>> START DATA SUPPLIED

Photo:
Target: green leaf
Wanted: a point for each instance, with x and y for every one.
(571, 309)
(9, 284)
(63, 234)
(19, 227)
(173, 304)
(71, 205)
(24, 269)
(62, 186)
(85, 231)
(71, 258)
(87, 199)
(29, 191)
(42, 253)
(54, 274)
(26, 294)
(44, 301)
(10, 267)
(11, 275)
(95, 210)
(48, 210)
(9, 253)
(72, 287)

>> END DATA SUPPLIED

Give all of the material above as a two-column CSV headed instruction and answer, one row for each text with its answer. Quote every field and turn line breaks into spaces.

instruction,answer
"Photo: Target: green leaf Wanted: a point for each instance, with x and y for every one.","(571, 309) (9, 284) (63, 234) (19, 227) (173, 304) (71, 205) (24, 269) (62, 186) (85, 231) (71, 258) (87, 199) (29, 191) (42, 253) (54, 274) (26, 294) (44, 301) (10, 267) (11, 275) (95, 210) (48, 210) (9, 253) (72, 287)"